- [Source records]
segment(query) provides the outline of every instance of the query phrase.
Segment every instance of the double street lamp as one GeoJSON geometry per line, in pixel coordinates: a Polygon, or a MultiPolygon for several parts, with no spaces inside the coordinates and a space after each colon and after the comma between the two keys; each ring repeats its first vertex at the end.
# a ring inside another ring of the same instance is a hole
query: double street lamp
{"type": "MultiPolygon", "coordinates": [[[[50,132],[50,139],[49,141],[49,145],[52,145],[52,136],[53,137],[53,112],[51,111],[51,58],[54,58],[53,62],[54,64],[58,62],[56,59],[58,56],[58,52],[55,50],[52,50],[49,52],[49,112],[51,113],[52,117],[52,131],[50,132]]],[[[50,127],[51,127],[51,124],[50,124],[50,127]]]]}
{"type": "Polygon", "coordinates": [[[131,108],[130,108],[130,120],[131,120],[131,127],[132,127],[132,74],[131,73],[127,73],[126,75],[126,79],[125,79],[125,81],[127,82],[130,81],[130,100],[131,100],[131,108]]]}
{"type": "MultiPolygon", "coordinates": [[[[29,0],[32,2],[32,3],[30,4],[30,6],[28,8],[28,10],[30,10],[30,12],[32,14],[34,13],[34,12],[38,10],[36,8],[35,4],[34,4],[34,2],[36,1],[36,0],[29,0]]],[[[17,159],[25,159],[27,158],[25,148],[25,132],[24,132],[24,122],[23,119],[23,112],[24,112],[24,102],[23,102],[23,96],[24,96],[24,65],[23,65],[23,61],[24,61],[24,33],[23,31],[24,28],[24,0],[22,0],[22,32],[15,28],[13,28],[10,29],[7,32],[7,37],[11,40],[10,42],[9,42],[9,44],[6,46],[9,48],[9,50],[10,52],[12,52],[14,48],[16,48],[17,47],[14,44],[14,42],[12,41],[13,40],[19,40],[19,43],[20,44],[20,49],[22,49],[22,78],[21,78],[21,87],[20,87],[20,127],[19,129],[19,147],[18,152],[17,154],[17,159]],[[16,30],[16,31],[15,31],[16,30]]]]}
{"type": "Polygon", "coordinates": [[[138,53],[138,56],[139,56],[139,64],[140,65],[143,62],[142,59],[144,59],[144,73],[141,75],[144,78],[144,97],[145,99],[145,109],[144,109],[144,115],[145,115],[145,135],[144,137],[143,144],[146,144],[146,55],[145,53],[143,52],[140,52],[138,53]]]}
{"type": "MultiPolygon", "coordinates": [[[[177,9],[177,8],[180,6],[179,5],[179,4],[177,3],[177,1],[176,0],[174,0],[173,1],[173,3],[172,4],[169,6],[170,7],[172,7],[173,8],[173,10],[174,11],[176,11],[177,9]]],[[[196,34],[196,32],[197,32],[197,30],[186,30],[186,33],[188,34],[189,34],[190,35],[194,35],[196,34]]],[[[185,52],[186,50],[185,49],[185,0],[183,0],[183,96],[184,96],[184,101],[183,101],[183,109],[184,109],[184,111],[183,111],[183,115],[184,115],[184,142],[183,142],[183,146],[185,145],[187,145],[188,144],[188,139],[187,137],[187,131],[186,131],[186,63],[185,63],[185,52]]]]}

- [Exercise requirements] Rewrite all the lines above, changing every "double street lamp" to "twin streetlight" and leaving everything else unchanged.

- [Output for this task]
segment(query) provides the outline of every instance of the query phrase.
Segment every instance of the twin streetlight as one GeoJSON geometry per line, in pixel coordinates: a Polygon, or a MultiPolygon for several parts, with no spaces inside the coordinates and a space after each colon and after the comma between the two keys; each ring repeats its first vertex at the end.
# a ring inside another ring of the same instance is a hole
query: twin streetlight
{"type": "MultiPolygon", "coordinates": [[[[50,132],[50,139],[49,141],[49,145],[52,145],[52,136],[53,137],[53,112],[51,111],[51,58],[54,58],[53,62],[54,64],[58,62],[56,59],[58,56],[58,52],[55,50],[52,50],[49,52],[49,112],[51,113],[52,117],[52,131],[50,132]]],[[[50,127],[51,127],[51,124],[50,124],[50,127]]]]}
{"type": "Polygon", "coordinates": [[[131,108],[130,108],[130,120],[131,120],[131,127],[132,127],[132,74],[131,73],[127,73],[126,75],[126,79],[125,79],[125,81],[127,82],[130,81],[130,100],[131,100],[131,108]]]}
{"type": "MultiPolygon", "coordinates": [[[[29,0],[32,2],[32,3],[30,4],[30,6],[28,8],[28,10],[30,10],[30,12],[32,14],[34,13],[34,12],[38,10],[36,8],[35,4],[34,4],[34,2],[36,1],[36,0],[29,0]]],[[[17,159],[25,159],[27,158],[25,148],[25,132],[24,132],[24,122],[23,119],[23,112],[24,112],[24,102],[23,102],[23,96],[24,96],[24,65],[23,65],[23,61],[24,61],[24,33],[23,31],[24,28],[24,0],[22,0],[22,32],[15,28],[13,28],[10,29],[7,32],[7,37],[11,40],[10,42],[9,42],[9,44],[6,46],[9,48],[9,50],[10,52],[12,52],[14,48],[16,48],[17,47],[14,44],[14,42],[12,41],[13,40],[19,40],[19,43],[20,44],[20,49],[22,49],[22,78],[21,78],[21,87],[20,87],[20,127],[19,129],[19,147],[18,152],[17,154],[17,159]],[[16,30],[16,31],[15,31],[16,30]]]]}
{"type": "Polygon", "coordinates": [[[138,53],[138,56],[139,56],[139,64],[140,65],[143,62],[142,59],[144,59],[144,73],[141,75],[144,78],[144,97],[145,99],[145,109],[144,109],[144,115],[145,115],[145,135],[144,137],[143,144],[146,144],[146,55],[145,53],[143,52],[140,52],[138,53]]]}
{"type": "MultiPolygon", "coordinates": [[[[177,9],[177,8],[180,6],[179,5],[179,4],[177,3],[177,1],[176,0],[174,0],[173,1],[173,3],[172,4],[169,6],[170,7],[172,7],[173,8],[173,10],[174,11],[176,11],[177,9]]],[[[196,34],[196,32],[197,32],[197,30],[186,30],[186,33],[188,34],[189,34],[190,35],[194,35],[196,34]]],[[[185,52],[186,50],[185,49],[185,0],[183,0],[183,96],[184,96],[184,101],[183,101],[183,109],[184,109],[184,111],[183,111],[183,115],[184,115],[184,142],[183,142],[183,146],[185,145],[187,145],[188,144],[188,139],[187,137],[187,131],[186,131],[186,63],[185,63],[185,52]]]]}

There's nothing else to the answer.